Instructions:
1 > In the report on Nairobi commuters, update "Langata Road" to "Mombasa Road" and give everything from "From Jogoo Road, Ngong" down to "institutions of learning.".
2 > According to the report on Nairobi commuters, how much did Esther Mumbua pay to travel from Donholm to the city center?

Text under study:

Several city residents were on Tuesday morning forced to walk to work due to heavy traffic on major roads in Nairobi.
The gridlocks were linked to the Monday, March 20 protests that paralysed transport all over the Capital City.
From Jogoo Road, Ngong Road, Thika Road and Langata Road, several people were spotted walking towards the city centre.
Among them were primary and secondary school students who were supposed to report back on Monday after spending half term away from the institutions of learning.
In some routes, fares were doubled forcing the commuters to dig deeper into their pockets.
"I paid Sh80 from Donholm to the city centre which usually costs Sh20 or Sh30," Esther Mumbua one of the residents said.
"It is painful for us parents who are taking our children back to school but there is nothing much we can do, my daughter is travelling to Meru," she added.
Others who spoke to The Standard said they missed crucial appointments on Monday, including court sessions and medical attention.
"I was supposed to go for a check-up at Kenyatta National Hospital on Monday but I couldn't because of the demonstrations, It might take another two weeks for me to see the doctor," one of the residents who was caught up in the snarl-up said.
The anti-government protests were called by Azimio leader Raila Odinga challenging the Ruto administration to lower the cost of living among other issues.
On Monday evening hundreds of other commuters in the city-outbound train were forced to spend about an hour in the coaches after some rowdy youths blocked the railway line at Donholm stage.
This forced the train to change the route back to the city centre at around 7pm where the passengers were forced to find other means to the estates.
Azimio leader Raila Odinga has announced that the protests will go on every Monday until the government bows to pressure.

Given records:
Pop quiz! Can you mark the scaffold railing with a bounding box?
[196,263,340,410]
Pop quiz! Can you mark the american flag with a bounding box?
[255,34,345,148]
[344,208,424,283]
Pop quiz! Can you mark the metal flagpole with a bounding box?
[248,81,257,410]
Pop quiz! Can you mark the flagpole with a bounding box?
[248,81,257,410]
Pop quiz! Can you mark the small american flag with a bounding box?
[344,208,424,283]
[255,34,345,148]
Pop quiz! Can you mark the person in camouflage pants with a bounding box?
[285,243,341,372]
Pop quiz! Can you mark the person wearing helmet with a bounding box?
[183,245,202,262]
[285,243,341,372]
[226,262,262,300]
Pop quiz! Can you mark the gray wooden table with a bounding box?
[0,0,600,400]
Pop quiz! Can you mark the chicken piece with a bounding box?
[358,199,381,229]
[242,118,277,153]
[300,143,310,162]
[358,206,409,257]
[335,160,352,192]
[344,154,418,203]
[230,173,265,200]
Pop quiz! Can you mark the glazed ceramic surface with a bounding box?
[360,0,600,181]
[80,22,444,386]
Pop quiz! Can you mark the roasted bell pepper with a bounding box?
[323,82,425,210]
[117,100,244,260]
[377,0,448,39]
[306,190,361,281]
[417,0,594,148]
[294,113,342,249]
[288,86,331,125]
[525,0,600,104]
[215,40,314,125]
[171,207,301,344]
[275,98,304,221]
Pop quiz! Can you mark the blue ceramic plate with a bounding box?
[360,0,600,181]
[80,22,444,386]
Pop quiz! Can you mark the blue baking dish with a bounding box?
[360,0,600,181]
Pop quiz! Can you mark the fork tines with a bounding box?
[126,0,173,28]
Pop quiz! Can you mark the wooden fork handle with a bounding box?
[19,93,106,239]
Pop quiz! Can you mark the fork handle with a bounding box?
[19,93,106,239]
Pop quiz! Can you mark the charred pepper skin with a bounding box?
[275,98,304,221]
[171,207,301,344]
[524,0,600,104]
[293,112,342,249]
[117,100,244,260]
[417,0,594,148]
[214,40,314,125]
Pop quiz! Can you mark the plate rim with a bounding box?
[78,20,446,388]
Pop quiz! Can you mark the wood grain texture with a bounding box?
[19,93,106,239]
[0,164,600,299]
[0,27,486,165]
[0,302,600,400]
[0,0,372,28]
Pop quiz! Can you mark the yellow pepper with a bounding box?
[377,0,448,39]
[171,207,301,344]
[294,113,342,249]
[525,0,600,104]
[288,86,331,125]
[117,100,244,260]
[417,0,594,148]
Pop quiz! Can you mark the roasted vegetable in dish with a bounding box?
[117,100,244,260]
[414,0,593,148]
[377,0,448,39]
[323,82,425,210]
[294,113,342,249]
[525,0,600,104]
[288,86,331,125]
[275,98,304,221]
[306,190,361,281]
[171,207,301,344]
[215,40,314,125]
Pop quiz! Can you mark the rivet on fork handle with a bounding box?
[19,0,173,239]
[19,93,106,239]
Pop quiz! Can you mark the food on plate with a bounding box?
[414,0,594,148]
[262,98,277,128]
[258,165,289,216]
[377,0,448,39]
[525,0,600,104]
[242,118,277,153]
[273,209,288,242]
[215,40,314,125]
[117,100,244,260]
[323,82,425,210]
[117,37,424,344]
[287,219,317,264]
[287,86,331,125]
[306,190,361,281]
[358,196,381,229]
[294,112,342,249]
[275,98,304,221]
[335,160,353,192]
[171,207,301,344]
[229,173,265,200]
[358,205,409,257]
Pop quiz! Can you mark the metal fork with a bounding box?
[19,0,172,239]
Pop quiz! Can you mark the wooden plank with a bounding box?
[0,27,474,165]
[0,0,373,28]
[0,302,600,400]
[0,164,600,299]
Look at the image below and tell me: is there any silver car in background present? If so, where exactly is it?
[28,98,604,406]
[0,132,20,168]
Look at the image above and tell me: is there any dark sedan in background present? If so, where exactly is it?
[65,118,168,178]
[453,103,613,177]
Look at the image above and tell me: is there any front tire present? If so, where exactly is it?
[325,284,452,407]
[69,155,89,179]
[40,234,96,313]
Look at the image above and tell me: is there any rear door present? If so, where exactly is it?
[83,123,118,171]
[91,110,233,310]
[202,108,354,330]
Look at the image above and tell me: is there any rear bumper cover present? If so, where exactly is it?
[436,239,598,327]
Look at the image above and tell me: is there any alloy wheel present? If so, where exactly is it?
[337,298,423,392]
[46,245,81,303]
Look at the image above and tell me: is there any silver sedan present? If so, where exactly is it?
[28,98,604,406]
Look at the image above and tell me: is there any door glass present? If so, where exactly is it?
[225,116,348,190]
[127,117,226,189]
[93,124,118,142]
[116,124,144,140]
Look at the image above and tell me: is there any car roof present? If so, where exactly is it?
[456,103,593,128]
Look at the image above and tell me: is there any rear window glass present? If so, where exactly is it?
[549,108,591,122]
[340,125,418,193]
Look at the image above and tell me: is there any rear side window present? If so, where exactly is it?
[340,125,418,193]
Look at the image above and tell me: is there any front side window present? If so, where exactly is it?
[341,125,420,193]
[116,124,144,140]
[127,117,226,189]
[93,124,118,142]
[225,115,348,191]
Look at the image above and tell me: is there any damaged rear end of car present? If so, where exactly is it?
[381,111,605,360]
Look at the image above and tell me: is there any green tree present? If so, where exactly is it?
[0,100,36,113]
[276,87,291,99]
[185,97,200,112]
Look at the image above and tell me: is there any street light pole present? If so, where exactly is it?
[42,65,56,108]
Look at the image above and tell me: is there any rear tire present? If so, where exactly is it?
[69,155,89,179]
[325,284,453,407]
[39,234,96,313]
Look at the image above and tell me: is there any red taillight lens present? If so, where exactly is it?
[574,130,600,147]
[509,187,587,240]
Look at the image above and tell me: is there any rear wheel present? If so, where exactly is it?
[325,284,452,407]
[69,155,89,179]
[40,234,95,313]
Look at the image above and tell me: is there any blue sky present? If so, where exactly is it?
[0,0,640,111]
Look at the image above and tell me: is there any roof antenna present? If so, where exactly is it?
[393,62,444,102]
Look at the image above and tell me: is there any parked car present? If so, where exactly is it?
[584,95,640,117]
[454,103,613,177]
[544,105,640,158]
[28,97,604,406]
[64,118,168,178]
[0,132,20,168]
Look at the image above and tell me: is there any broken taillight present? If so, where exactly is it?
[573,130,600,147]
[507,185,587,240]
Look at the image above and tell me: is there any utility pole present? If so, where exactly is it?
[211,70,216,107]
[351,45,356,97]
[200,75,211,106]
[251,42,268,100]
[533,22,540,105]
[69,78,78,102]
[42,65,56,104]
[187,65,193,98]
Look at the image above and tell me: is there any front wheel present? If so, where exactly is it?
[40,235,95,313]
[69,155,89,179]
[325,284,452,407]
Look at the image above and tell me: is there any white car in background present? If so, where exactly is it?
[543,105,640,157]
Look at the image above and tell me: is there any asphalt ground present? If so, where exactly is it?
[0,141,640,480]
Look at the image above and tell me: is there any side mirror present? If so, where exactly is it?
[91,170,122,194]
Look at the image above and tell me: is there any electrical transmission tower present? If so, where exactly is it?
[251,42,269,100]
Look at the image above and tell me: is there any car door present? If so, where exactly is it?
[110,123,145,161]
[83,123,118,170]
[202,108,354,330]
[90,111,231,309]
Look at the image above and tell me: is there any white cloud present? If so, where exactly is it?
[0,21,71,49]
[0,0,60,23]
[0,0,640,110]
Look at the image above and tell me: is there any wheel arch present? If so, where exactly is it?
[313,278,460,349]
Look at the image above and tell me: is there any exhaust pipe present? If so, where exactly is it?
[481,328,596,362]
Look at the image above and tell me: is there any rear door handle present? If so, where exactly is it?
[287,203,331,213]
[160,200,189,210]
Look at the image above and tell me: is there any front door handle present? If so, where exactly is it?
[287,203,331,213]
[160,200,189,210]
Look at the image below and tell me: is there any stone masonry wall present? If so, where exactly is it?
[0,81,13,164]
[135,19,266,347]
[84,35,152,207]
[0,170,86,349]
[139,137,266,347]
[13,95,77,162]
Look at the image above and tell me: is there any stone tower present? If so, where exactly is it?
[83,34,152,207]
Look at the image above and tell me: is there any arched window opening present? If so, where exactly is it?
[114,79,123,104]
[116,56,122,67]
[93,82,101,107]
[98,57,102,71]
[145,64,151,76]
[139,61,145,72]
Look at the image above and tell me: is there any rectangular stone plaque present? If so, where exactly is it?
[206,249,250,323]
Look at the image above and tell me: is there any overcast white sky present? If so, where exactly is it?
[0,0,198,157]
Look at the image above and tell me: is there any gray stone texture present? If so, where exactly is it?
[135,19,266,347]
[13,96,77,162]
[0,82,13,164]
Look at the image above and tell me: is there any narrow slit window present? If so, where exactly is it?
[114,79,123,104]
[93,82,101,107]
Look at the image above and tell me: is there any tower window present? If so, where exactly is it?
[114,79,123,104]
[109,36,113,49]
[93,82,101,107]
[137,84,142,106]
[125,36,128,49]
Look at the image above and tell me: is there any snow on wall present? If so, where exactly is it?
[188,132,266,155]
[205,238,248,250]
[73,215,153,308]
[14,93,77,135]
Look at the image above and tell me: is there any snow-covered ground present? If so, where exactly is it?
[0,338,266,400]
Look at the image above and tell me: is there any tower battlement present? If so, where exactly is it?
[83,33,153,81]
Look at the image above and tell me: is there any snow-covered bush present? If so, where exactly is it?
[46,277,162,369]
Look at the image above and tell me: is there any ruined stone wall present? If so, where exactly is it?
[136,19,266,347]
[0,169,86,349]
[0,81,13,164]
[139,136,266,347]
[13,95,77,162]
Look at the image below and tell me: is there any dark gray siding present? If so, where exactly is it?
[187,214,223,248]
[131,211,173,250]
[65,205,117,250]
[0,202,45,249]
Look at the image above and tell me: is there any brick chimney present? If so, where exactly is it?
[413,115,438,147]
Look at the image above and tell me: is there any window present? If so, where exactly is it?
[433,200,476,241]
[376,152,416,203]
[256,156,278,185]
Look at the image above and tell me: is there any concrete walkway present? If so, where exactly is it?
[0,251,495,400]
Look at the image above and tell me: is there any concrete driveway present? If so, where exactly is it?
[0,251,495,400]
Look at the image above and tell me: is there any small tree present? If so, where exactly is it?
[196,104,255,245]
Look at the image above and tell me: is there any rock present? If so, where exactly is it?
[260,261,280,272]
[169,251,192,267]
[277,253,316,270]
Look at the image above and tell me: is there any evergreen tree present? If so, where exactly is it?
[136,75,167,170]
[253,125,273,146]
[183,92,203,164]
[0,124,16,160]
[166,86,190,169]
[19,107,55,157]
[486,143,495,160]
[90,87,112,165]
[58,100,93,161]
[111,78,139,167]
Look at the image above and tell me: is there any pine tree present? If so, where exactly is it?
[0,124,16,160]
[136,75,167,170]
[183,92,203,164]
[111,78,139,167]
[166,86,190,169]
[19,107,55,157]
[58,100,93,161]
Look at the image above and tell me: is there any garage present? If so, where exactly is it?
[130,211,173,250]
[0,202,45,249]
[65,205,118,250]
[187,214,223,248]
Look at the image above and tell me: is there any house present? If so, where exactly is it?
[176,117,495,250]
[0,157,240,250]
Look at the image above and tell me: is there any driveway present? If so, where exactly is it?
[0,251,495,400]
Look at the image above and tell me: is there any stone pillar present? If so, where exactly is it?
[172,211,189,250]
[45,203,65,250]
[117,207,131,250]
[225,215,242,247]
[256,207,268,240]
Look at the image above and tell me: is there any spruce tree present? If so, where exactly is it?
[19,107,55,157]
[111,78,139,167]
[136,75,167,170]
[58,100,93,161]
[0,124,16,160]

Responses in order:
1 >
From Jogoo Road, Ngong Road, Thika Road and Mombasa Road, several people were spotted walking towards the city centre.
Among them were primary and secondary school students who were supposed to report back on Monday after spending half term away from the institutions of learning.

2 > Sh80